BEGIN TASK INPUTS

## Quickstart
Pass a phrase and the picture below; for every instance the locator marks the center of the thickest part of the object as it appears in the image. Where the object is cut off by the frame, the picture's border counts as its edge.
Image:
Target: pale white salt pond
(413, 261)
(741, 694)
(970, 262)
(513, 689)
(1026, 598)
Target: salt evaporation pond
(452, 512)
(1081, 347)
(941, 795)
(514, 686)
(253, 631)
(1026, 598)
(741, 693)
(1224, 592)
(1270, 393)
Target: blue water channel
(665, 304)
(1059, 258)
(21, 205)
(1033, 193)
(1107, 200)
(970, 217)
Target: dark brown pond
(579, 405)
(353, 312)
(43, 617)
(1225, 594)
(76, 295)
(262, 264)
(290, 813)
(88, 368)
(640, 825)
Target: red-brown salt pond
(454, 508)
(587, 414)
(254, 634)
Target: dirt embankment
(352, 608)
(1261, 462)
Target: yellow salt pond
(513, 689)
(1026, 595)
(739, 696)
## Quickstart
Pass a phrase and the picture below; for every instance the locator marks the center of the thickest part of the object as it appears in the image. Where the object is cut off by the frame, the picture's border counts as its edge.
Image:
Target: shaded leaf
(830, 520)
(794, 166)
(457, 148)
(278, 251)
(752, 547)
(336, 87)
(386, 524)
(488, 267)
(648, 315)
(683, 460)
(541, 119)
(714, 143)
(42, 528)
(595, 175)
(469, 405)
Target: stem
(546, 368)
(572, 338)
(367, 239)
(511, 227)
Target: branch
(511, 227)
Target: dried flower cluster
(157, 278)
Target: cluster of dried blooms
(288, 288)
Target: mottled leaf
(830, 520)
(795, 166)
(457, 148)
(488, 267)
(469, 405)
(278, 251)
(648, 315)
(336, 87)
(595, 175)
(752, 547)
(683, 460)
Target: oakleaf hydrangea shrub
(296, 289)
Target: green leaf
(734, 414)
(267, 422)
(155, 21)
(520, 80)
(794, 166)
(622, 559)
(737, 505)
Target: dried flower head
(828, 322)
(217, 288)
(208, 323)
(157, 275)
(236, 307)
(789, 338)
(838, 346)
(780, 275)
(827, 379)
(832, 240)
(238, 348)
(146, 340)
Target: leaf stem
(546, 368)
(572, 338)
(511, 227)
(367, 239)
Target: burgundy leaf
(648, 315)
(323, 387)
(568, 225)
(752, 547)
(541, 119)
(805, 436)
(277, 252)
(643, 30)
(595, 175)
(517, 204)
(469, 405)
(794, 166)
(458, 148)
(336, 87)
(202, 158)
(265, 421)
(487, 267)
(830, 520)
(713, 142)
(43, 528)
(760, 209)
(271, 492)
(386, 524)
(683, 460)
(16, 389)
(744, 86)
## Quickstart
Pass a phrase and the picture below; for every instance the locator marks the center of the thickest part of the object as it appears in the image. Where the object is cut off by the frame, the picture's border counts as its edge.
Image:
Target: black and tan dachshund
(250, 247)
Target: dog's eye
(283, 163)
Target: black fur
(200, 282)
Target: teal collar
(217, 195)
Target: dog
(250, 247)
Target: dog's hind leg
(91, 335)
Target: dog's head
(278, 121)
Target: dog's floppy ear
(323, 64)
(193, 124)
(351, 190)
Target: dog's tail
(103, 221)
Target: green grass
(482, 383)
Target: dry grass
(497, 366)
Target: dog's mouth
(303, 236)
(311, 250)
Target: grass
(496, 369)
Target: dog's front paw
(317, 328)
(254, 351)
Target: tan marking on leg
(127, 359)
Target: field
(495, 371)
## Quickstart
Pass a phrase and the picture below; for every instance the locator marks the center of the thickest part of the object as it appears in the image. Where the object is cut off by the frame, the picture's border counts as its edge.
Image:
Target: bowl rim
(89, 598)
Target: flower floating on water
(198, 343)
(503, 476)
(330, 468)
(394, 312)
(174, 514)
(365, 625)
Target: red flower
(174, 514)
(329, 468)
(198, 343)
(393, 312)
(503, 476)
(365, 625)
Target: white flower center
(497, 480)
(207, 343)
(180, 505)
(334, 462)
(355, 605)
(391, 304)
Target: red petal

END TASK INPUTS

- **WHAT IS EXPECTED**:
Every entry must be quoted exactly as it appears above.

- **OUTPUT FOR THIS TASK**:
## Quickstart
Pass a phrase and the picture below; for every instance the locator marks the center of the thickest part of the object as it appears in the image. Where the object is cut off by the frame, the picture's border counts as its edge.
Image:
Target: pale white salt pond
(413, 261)
(741, 694)
(970, 262)
(513, 689)
(1026, 598)
Target: salt evaporation pond
(452, 512)
(1081, 347)
(941, 795)
(514, 686)
(253, 631)
(1026, 598)
(741, 693)
(1224, 592)
(1270, 393)
Target: blue water channel
(665, 304)
(1059, 258)
(21, 205)
(1033, 193)
(1107, 200)
(970, 217)
Target: dark brown pond
(579, 405)
(353, 312)
(43, 617)
(1225, 594)
(76, 295)
(262, 264)
(290, 813)
(88, 368)
(640, 825)
Target: red-brown salt pond
(454, 508)
(587, 414)
(254, 634)
Target: dirt embankment
(352, 608)
(1261, 462)
Target: yellow salt pond
(513, 689)
(1026, 595)
(739, 696)
## Quickstart
Pass a phrase and the picture below; for every instance the locator marks the center of the thickest part of the object as it appears in the image. Where the object is cut off by the frame, the picture's border counts as its edge.
Image:
Target: shaded leaf
(830, 520)
(794, 166)
(457, 148)
(278, 251)
(752, 547)
(336, 87)
(386, 524)
(488, 267)
(648, 315)
(683, 460)
(541, 119)
(714, 143)
(42, 528)
(595, 175)
(469, 405)
Target: stem
(546, 368)
(572, 338)
(367, 239)
(511, 227)
Target: branch
(511, 227)
Target: dried flower cluster
(157, 278)
Target: cluster of dried blooms
(288, 288)
Target: mottled leaf
(830, 520)
(795, 166)
(457, 148)
(488, 267)
(469, 405)
(278, 251)
(648, 315)
(336, 87)
(595, 175)
(752, 547)
(683, 460)
Target: oakleaf hydrangea shrub
(296, 289)
Target: green leaf
(734, 414)
(267, 422)
(155, 21)
(520, 80)
(794, 166)
(622, 559)
(737, 505)
Target: dried flower head
(828, 322)
(217, 288)
(208, 323)
(157, 275)
(236, 307)
(789, 338)
(838, 346)
(780, 275)
(827, 379)
(832, 240)
(238, 348)
(146, 340)
Target: leaf stem
(546, 368)
(572, 338)
(511, 227)
(367, 239)
Target: burgundy leaf
(648, 315)
(323, 387)
(568, 225)
(752, 547)
(541, 119)
(805, 436)
(277, 252)
(643, 30)
(595, 175)
(517, 204)
(469, 405)
(794, 166)
(458, 148)
(336, 87)
(202, 158)
(265, 421)
(487, 267)
(830, 520)
(713, 142)
(43, 528)
(760, 209)
(271, 492)
(386, 524)
(683, 460)
(16, 389)
(744, 86)
## Quickstart
Pass a phrase and the picture below; for every instance the locator marks the center of the thickest part of the object as it appears in the image. Where the object is cut off by the frame, the picture's border counts as its edge.
Image:
Target: black and tan dachshund
(250, 247)
Target: dog's eye
(283, 163)
Target: black fur
(200, 282)
Target: teal collar
(217, 195)
Target: dog
(250, 247)
Target: dog's hind leg
(91, 335)
Target: dog's head
(278, 121)
Target: dog's floppy ear
(323, 64)
(193, 124)
(351, 190)
Target: dog's tail
(103, 221)
Target: green grass
(482, 383)
Target: dry grass
(497, 366)
Target: dog's mouth
(303, 236)
(311, 250)
Target: grass
(496, 369)
Target: dog's front paw
(317, 328)
(254, 351)
Target: tan marking on leg
(127, 359)
Target: field
(495, 371)
## Quickstart
Pass a phrase and the picture below; for every instance the locator marks the center of the thickest part of the object as it appears in the image. Where the object is cut off by the frame, the picture's border counts as its edge.
Image:
Target: bowl rim
(89, 598)
Target: flower floating on water
(198, 343)
(503, 476)
(330, 468)
(394, 312)
(174, 514)
(365, 625)
Target: red flower
(174, 514)
(329, 468)
(198, 343)
(393, 312)
(503, 476)
(365, 625)
Target: white flower center
(497, 480)
(207, 343)
(180, 505)
(334, 462)
(355, 605)
(391, 304)
Target: red petal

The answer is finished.